_To be done_.
Copy each line below exactly and leave the pictures out.

(Stored data entries)
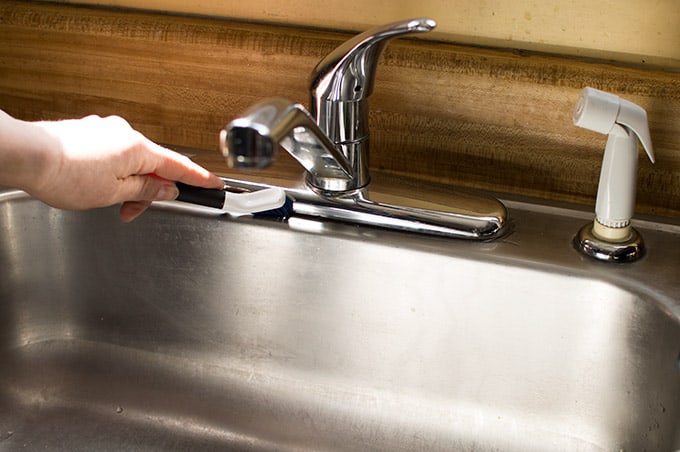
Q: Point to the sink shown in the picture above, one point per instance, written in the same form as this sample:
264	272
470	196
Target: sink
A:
189	331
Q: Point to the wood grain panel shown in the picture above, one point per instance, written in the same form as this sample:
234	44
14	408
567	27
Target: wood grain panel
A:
442	113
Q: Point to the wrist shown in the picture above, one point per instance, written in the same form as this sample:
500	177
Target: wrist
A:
26	152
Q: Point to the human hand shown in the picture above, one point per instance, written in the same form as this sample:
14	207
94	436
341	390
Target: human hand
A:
96	162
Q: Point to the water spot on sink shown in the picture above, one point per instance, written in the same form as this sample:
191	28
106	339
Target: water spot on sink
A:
6	435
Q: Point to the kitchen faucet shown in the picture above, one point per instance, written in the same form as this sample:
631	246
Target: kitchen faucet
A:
331	142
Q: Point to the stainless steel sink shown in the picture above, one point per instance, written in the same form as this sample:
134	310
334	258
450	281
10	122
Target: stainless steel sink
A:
188	331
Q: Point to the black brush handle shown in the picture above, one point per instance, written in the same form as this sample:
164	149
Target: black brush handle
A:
209	197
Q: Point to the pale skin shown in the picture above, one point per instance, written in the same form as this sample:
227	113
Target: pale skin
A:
79	164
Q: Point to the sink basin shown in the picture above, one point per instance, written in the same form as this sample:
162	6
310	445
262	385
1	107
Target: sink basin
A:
189	331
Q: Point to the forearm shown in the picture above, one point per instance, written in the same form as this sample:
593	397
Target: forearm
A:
24	152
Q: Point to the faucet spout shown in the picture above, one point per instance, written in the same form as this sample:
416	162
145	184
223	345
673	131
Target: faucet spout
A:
252	141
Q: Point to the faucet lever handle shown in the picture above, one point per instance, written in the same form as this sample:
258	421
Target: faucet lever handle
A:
348	72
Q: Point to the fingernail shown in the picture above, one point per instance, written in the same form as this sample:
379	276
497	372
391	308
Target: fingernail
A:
168	192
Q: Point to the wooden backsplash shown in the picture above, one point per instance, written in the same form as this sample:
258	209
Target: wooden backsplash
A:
463	116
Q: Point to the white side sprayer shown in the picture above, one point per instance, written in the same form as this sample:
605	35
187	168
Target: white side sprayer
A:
611	237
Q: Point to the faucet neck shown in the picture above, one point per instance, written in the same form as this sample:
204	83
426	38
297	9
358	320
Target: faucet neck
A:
340	86
345	123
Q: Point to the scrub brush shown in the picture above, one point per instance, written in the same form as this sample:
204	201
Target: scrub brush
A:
270	202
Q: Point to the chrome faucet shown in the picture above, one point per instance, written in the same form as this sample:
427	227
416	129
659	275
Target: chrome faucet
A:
332	141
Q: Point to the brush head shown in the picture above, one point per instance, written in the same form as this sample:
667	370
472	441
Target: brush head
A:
282	213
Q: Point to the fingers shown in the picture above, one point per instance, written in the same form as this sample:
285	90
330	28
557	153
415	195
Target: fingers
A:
173	166
146	189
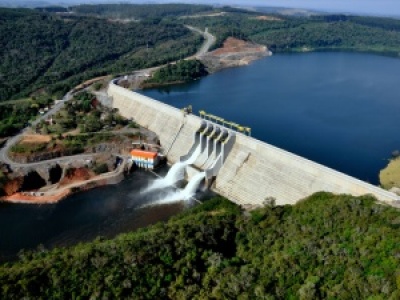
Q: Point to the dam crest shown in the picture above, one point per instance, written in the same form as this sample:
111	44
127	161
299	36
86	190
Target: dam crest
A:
241	168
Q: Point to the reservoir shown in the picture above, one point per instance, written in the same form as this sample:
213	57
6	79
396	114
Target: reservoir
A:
338	109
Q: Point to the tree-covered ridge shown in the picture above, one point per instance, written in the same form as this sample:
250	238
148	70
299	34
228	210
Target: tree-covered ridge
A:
141	11
39	50
283	33
182	71
325	247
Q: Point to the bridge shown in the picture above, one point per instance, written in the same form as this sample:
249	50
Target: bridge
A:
245	170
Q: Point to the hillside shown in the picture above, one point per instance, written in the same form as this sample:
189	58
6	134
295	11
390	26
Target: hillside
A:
325	247
290	34
49	53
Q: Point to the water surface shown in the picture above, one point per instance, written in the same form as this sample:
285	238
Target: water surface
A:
104	211
338	109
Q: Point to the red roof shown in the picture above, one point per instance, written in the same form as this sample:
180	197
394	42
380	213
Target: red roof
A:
144	154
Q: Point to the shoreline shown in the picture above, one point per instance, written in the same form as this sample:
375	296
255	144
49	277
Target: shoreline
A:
112	177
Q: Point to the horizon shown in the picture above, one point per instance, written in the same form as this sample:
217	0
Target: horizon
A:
387	8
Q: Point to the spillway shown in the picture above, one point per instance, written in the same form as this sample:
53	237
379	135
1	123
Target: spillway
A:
246	170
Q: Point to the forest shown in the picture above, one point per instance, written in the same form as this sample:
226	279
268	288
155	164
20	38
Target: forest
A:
48	53
181	72
291	34
141	11
323	247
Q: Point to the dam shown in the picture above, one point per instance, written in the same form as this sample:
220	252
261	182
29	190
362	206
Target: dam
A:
247	171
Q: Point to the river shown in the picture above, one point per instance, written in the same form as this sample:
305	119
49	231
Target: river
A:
104	211
338	109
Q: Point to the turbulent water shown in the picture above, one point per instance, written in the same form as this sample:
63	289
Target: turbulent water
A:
338	109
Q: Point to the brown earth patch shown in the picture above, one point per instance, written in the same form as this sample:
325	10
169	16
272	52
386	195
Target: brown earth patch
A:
268	18
233	45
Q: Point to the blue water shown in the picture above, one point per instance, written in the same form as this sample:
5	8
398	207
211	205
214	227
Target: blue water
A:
338	109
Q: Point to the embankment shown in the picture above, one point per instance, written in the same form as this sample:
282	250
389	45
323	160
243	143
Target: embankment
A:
254	170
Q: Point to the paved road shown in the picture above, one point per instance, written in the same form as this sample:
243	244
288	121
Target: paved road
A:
209	41
13	140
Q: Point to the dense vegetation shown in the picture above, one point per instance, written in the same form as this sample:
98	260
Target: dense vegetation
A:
140	11
82	124
15	115
282	33
182	71
46	52
333	247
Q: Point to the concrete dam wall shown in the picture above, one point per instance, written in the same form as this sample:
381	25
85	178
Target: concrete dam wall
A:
253	170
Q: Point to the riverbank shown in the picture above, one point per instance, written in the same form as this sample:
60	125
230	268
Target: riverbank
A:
390	176
60	192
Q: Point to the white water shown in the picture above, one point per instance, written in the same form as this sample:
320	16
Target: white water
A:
192	186
174	174
181	195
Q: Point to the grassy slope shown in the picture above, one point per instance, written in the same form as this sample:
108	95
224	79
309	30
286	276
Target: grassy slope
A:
39	50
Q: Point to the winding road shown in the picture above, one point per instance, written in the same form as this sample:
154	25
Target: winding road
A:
209	41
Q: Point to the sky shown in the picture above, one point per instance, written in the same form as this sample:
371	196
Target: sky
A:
368	7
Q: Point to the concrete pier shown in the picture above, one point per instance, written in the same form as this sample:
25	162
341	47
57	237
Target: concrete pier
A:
253	170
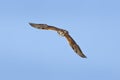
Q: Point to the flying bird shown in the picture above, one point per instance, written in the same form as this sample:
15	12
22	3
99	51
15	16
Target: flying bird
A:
63	33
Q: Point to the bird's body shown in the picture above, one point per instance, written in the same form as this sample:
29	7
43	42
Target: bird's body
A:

_Result for this task_.
Q: Point to the sink shown in the picture above, one point per instance, written in the same form as this sample:
264	272
470	196
Target: sink
A:
189	331
Q: Point to the wood grain panel shown in the picture above, one point per instance, written in the same form as this sample:
234	44
14	408
567	27
Target: wood grain panel
A:
442	113
Q: Point to the wrist shown in the picture above, one point per instance, written in the same form as this sample:
500	177
Target: wrist
A:
26	152
Q: Point to the human hand shown in the picture above, one point per instance, written in the same form as this sample:
14	207
94	436
341	390
Target: human hand
A:
96	162
Q: Point to the water spot on sink shown in the picture above, one point per instance, written in the same form as this sample:
191	28
106	339
Target: water spot on sink
A:
6	435
Q: Point to the kitchen faucet shown in the picture above, one point per instance, written in the same form as this sample:
631	246
Target: kitchen faucet
A:
331	142
Q: Point to the stainless steel sink shown in the picture above, one point per instance, written in the same form as this sample:
134	310
334	258
450	281
10	122
Target: stainless steel sink
A:
188	331
Q: Point to the black brush handle shown in the picture above, one point per instance, written in the same form as this sample:
164	149
Target: black brush handle
A:
209	197
Q: Point to the pale skin shown in the picture above, one point per instance, written in the same form as this sample:
227	113
Target: pale skin
A:
79	164
Q: Point to the sink basin shown in the picture above, one point per instance, written in the same form as this sample:
162	6
310	445
262	385
1	107
Target: sink basin
A:
189	331
Q: Point to the forearm shown in the picture above, one point per instance, written in the same form as this sample:
593	397
Target: forearm
A:
24	152
Q: Point to the faucet spout shown in the picture above, one point per instance, written in the same form as this sample:
416	162
145	184
223	345
673	131
Target: faucet spout
A:
252	141
Q: Point to the faucet lever handle shown in the picture above, one point per instance, written in the same form as this sample:
258	421
Target: faucet lever handle
A:
348	72
Q: Point to the fingernail shown in the picture above, one point per instance, written in the same form as this sample:
379	276
497	372
391	308
Target: fingernail
A:
168	192
Q: Point to the wooden backsplash shown in the picture above, one point per instance, written in the same form as this sample:
258	209
Target: wooden backsplash
A:
463	116
Q: Point to the white side sprayer shown in the picture above, one point per instance, written in the same form as this sample:
605	35
187	168
Target: white side sprayer
A:
611	237
Q: Point to the faucet neck shown in the picture above, one point per instance, written in the same form as this sample:
204	83
426	38
297	9
358	320
Target: faucet neck
A:
340	86
345	123
Q: Point to the scrub brush shown in the picture above, one point per instance, written in the same form as this sample:
204	201
Target: scrub brush
A:
270	202
Q: Point to the chrome faucet shown in the picture above, one point per instance, written in the same form as this sample:
427	227
416	129
659	275
Target: chrome faucet
A:
332	141
Q: Point to the brush head shown in the picture above, one point per instance, written in the same form as this sample:
667	370
472	441
Target: brush head
A:
282	213
Q: Point to the fingers shown in the picture above, one point per instance, written in the same form as this sample:
285	90
330	28
557	153
415	195
Target: fingers
A:
173	166
146	189
Q: Point to the dam crest shown in the picture above, one point per instance, written in the same form as this sample:
111	44
127	161
299	36
86	190
Target: dam crest
A:
241	168
Q: Point to the reservoir shown in the picture above, one point per instance, written in the same form as this sample:
213	57
6	79
396	114
Target: reservoir
A:
338	109
Q: Point to the tree-covered ridge shown in the picture above, one point per instance, written in the same form as this sample:
250	238
148	70
299	34
228	210
Target: tree-covered ridge
A:
141	11
39	50
283	33
182	71
325	247
Q: Point to the bridge shown in the picture above, one point per instance, written in the same form as this sample:
249	50
Target: bridge
A:
245	170
Q: Point to the hillside shown in the picture above, one point per instance, written in the same form as this sample:
189	58
6	134
295	11
390	26
Target: hillside
A:
325	247
290	34
49	53
Q: Point to the water surface shown in the picture above, one point per instance, written in the same form as this sample:
285	238
Target: water surface
A:
104	211
338	109
Q: Point to the red roof shown in the picture above, one point per instance, written in the same form as this sample:
180	197
394	42
380	213
Target: red roof
A:
144	154
Q: Point to the shoreline shown in the picture above, one point per instance, written in the same form as this sample:
375	296
255	144
49	277
Target: shoreline
A:
112	177
Q: Point to the horizon shown in the picture above, one point per instance, written in the same form as this sample:
217	0
Target: horizon
A:
387	8
Q: Point to the spillway shown in the picture above, one point per instance, written in the same form as this sample:
53	237
379	135
1	123
Target: spillway
A:
246	170
Q: Point to the forest shown in the picture above, one point per instance, written in the same form as this sample:
226	279
268	288
155	164
20	38
Target: forest
A:
48	53
181	72
291	34
141	11
323	247
Q: Point to the dam shown in the picture above, one point per instance, written in the same form as this sample:
220	252
261	182
29	190
362	206
Target: dam
A:
247	171
Q: Point to the river shown in the picture above, one point per instance, written in the same form as this sample:
305	119
49	231
Target: river
A:
104	211
338	109
Q: Point to the turbulent water shown in the picture above, one point per instance, written in the same form as this sample:
63	289
Target: turbulent water
A:
338	109
Q: Point to the brown earth patch shown in the picture above, one point per instance, written in the same form as this sample:
325	10
169	16
272	52
386	195
Target: brown earth patch
A:
268	18
233	45
Q: Point to the blue water shown in the picture above, one point per instance, written in the same form as this sample:
5	8
398	207
211	205
214	227
Target: blue water
A:
338	109
Q: Point to the embankment shown in the picture above, one point per instance, written in the same form as this sample:
282	250
389	45
323	160
243	143
Target: embankment
A:
254	170
Q: Point to the paved road shown in the picture above, one point per instance, written in the same form as this sample:
243	244
288	121
Target: paved road
A:
209	41
13	140
Q: Point to the dense vegetation shown in the picture above, one point per instance, written in the same form as this sample:
98	260
Target: dense vegetation
A:
140	11
82	124
15	115
282	33
182	71
46	52
333	247
Q: Point to the concrete dam wall shown in the picture above, one point per instance, written in the same form as this sample:
381	25
85	178
Target: concrete dam wall
A:
253	170
Q: Point to the riverbank shown in the picture above, one point per instance, written in the same form as this sample:
60	125
230	268
Target: riverbank
A:
390	176
60	192
Q: Point to the white water shown in the picture above, one point per instance, written in the same form as this sample:
320	16
Target: white water
A:
192	186
174	174
181	195
Q: Point to the grassy slope shown in the picture above, one point per instance, written in the same form as this sample:
108	95
224	79
309	30
286	276
Target: grassy slope
A:
39	50
Q: Point to the winding road shown in the picture above, one point per instance, written in the same form as this sample:
154	25
Target: winding road
A:
209	41
Q: Point to the sky shown in the picture above, one point per instance, written in the same form as this sample:
371	196
Target: sky
A:
368	7
Q: Point to the concrete pier shown in the picture above, one point per instance, written in the same form as this sample:
25	162
341	47
57	237
Target: concrete pier
A:
253	170
Q: Point to the flying bird shown in the picture above, one point per instance, written in the same form as this sample:
15	12
22	3
99	51
15	16
Target: flying bird
A:
63	33
Q: Point to the bird's body shown in the picture above, one point per instance, written in the same form as this sample:
29	7
43	42
Target: bird's body
A:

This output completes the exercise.